Task directions: Please output the listing below character for character and omit the images.

Supplied data:
● ● ● ●

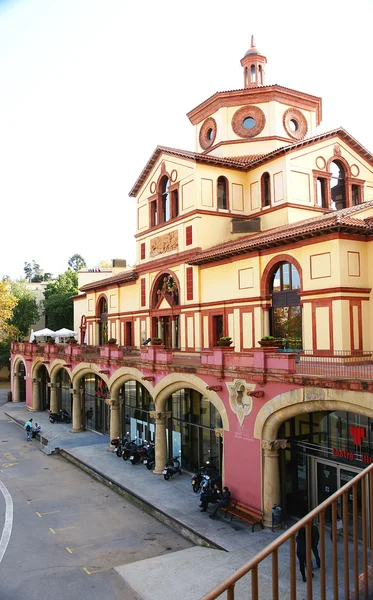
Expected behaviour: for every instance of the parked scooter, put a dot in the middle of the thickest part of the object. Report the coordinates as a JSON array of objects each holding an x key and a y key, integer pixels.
[
  {"x": 139, "y": 453},
  {"x": 61, "y": 417},
  {"x": 118, "y": 444},
  {"x": 204, "y": 473},
  {"x": 171, "y": 468},
  {"x": 128, "y": 448},
  {"x": 149, "y": 460}
]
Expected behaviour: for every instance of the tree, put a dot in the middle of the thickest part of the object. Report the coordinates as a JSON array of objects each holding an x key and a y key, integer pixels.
[
  {"x": 34, "y": 273},
  {"x": 26, "y": 312},
  {"x": 58, "y": 303},
  {"x": 8, "y": 303},
  {"x": 76, "y": 262}
]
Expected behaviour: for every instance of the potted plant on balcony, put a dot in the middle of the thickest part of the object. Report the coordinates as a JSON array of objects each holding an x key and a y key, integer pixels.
[
  {"x": 266, "y": 341},
  {"x": 225, "y": 341}
]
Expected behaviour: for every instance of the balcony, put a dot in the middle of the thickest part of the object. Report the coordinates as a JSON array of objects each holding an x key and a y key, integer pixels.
[{"x": 339, "y": 369}]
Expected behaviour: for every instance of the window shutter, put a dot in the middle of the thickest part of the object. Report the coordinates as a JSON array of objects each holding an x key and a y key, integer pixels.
[
  {"x": 189, "y": 282},
  {"x": 143, "y": 292},
  {"x": 188, "y": 235}
]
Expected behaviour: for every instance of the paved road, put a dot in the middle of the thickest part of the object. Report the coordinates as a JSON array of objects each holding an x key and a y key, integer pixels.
[{"x": 69, "y": 531}]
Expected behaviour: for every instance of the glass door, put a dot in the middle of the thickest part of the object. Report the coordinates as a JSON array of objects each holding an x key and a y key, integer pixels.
[{"x": 331, "y": 477}]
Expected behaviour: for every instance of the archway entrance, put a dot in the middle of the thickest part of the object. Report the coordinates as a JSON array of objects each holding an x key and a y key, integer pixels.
[
  {"x": 324, "y": 451},
  {"x": 43, "y": 388},
  {"x": 64, "y": 392},
  {"x": 22, "y": 382},
  {"x": 191, "y": 430},
  {"x": 135, "y": 419},
  {"x": 95, "y": 411}
]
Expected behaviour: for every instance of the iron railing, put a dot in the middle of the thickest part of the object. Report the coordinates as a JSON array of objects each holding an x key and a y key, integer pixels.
[
  {"x": 345, "y": 562},
  {"x": 337, "y": 364}
]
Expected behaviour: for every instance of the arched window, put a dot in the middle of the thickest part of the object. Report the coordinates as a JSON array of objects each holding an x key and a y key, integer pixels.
[
  {"x": 286, "y": 316},
  {"x": 260, "y": 74},
  {"x": 253, "y": 74},
  {"x": 338, "y": 185},
  {"x": 266, "y": 189},
  {"x": 222, "y": 193},
  {"x": 103, "y": 323},
  {"x": 165, "y": 201}
]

● ● ● ●

Response to this exercise:
Expected behaviour: for every instance of the parked scooter, put a dot in the middle of the thickest part of the object. Report the coordinates as a JSON array of objects each holding an x key and a y key, integer pixels.
[
  {"x": 139, "y": 453},
  {"x": 61, "y": 417},
  {"x": 118, "y": 444},
  {"x": 204, "y": 473},
  {"x": 171, "y": 468},
  {"x": 128, "y": 448},
  {"x": 149, "y": 460}
]
Expected behaviour: for every instance of the tree, put a dot in the middle of the thickest part of the object. Report the coordinates as a JSON array of objects each holding an x key and a y key, integer pixels.
[
  {"x": 34, "y": 273},
  {"x": 26, "y": 312},
  {"x": 58, "y": 303},
  {"x": 8, "y": 303},
  {"x": 76, "y": 262}
]
Expected behaviour: for every instance of the potted plant on balcony, put a dot in the middle of the thickest part of the object. Report the coordinates as a JSON array of objects each holding an x key and a y key, integer pixels.
[
  {"x": 266, "y": 341},
  {"x": 225, "y": 341}
]
Expected behaviour: for every instance of the balcony, put a dot in the middle of the thickest part of the object. Report the coordinates as a JSON array of objects each holding an x key and a y key, integer pixels.
[{"x": 339, "y": 369}]
Expected behaviour: for every instance of the window shutter, put a dot in the middle of the thickest part of the object. Report the coordinates as a JSON array of objects each holding an x key and a y key, integer pixels.
[
  {"x": 189, "y": 282},
  {"x": 143, "y": 292},
  {"x": 188, "y": 235}
]
Expected behaviour: for every instance of the paved road, put a dot in the middle of the thickest part of the object. Report the coordinates as a JSON array of objects each holding an x key and a y key, integer pixels.
[{"x": 69, "y": 531}]
Expected behaviour: for every instance of the glass door, put a dot in the middle of the thickest part of the object. Report the coordinates as a JSON array of objects each holding an x key and a y key, integer pixels.
[{"x": 331, "y": 477}]
Expected behaviour: for every instance of the archway entrance, put a dot in the middle of the thickest part of the object. Report the coordinates as a JSON array of objects each holding an x key and a y key, integer pixels.
[
  {"x": 324, "y": 451},
  {"x": 43, "y": 388},
  {"x": 64, "y": 392},
  {"x": 22, "y": 382},
  {"x": 191, "y": 430},
  {"x": 135, "y": 419},
  {"x": 95, "y": 411}
]
Expected behaviour: for every instance of the iron railing, put a dot in the middle of the thickest part of the object. Report the coordinates as a JSON array of objects each holding an x key and a y key, integer pixels.
[
  {"x": 345, "y": 562},
  {"x": 337, "y": 364}
]
Expected behaviour: for every instance of the arched window, put a dot in the middle of the thickest part of the object. Report the coordinates as a JSON array of objects each holding an x key and a y key, integer pixels.
[
  {"x": 286, "y": 316},
  {"x": 260, "y": 74},
  {"x": 253, "y": 74},
  {"x": 338, "y": 185},
  {"x": 266, "y": 189},
  {"x": 222, "y": 193},
  {"x": 103, "y": 323},
  {"x": 165, "y": 201}
]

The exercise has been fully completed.